*INSTRUCTIONS FOR THE TASK:*
Could you copy every item below line for line, changing nothing?

* Begin RECORDS FOR PROCESSING *

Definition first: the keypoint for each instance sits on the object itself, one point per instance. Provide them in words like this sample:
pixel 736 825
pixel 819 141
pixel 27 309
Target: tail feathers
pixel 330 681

* End RECORDS FOR PROCESSING *

*SOLVED EXERCISE:*
Definition first: the keypoint for each instance sits on the object itself, one point per instance. Provide them in words like this sample:
pixel 736 825
pixel 819 141
pixel 27 309
Target: tail feathers
pixel 330 681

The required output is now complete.